## REQUIRED ACTION
An exact copy of the data below is needed; please leave out any pictures.

═════ RECORDS SHOWN

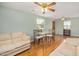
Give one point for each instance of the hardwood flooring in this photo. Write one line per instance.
(44, 48)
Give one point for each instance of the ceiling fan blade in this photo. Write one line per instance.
(51, 4)
(53, 10)
(37, 3)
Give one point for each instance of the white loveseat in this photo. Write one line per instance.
(13, 43)
(69, 47)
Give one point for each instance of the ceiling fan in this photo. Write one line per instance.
(45, 6)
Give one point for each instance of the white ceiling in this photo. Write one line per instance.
(67, 9)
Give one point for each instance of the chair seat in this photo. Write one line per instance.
(39, 37)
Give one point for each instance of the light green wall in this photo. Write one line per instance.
(18, 21)
(59, 27)
(74, 26)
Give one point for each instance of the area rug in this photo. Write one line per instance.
(69, 47)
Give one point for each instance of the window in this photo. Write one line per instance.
(67, 24)
(40, 23)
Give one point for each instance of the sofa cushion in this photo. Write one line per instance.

══════════

## ANSWER SPACE
Give one point for each instance of the hardwood flooring in this photo. Write one line per instance.
(44, 48)
Give one point for each instance of the ceiling fan blade in this photo. Write one line per instance.
(51, 4)
(53, 10)
(37, 3)
Give one point for each instance of the white loveseat in this photo. Write one line per instance.
(13, 43)
(69, 47)
Give one point for each instance of the ceiling fan in this photo. Write one line per instance.
(45, 6)
Give one point for each instance of the white ceiling in this photo. Write one line per instance.
(67, 9)
Give one point for each instance of the chair seat in this photo. Write one line per instance.
(39, 37)
Give one point for each instance of the light green wall in this photo. Write one line per instance.
(18, 21)
(59, 27)
(74, 26)
Give one point for each instance of the area rug in this photo. Write one line per instance.
(69, 47)
Give one point for each instance of the window in this photo. Write one line per instance.
(67, 24)
(40, 23)
Give one point for each instance of the sofa cushion in this photo. Write one line per instance.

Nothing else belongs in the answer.